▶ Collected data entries
((
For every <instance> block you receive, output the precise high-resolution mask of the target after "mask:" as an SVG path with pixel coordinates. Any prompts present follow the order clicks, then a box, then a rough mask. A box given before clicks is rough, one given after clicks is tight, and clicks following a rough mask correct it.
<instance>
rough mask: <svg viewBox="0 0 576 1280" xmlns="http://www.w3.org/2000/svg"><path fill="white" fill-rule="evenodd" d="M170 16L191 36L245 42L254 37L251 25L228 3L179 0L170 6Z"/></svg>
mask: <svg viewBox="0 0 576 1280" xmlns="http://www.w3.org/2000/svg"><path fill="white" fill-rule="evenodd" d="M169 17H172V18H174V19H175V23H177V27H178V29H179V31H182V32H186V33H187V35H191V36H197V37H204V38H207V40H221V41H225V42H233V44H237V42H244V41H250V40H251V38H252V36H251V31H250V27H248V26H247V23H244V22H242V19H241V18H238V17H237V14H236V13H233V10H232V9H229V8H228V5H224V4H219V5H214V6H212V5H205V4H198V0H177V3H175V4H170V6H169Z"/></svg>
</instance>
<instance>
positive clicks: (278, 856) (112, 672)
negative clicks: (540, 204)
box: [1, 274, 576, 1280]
))
▶ What the task asks
When you output the entries, keep every line exactly as it appears above.

▶ Expected answer
For every <instance> block you receive, output the precise high-resolution mask of the target after "mask:" as an SVG path with pixel coordinates. Any prompts present follow the order clicks, then a box, then a rough mask. A box given before clicks is rough, one given after clicks is tight, and clicks following a rough mask correct it.
<instance>
rough mask: <svg viewBox="0 0 576 1280" xmlns="http://www.w3.org/2000/svg"><path fill="white" fill-rule="evenodd" d="M170 16L191 36L245 42L254 37L251 25L228 3L179 0L170 6Z"/></svg>
mask: <svg viewBox="0 0 576 1280" xmlns="http://www.w3.org/2000/svg"><path fill="white" fill-rule="evenodd" d="M169 17H172V18H174V19H175V23H177V27H178V29H179V31H182V32H186V33H187V35H191V36H197V37H204V38H207V40H221V41H225V42H233V44H237V42H244V41H250V40H251V38H252V36H251V31H250V27H248V26H247V23H244V22H242V19H241V18H238V17H237V14H236V13H233V10H232V9H229V8H228V5H224V4H219V5H214V6H212V5H205V4H198V0H177V3H175V4H170V6H169Z"/></svg>
</instance>
<instance>
positive clicks: (278, 856) (112, 672)
negative clicks: (540, 204)
box: [1, 274, 576, 1280]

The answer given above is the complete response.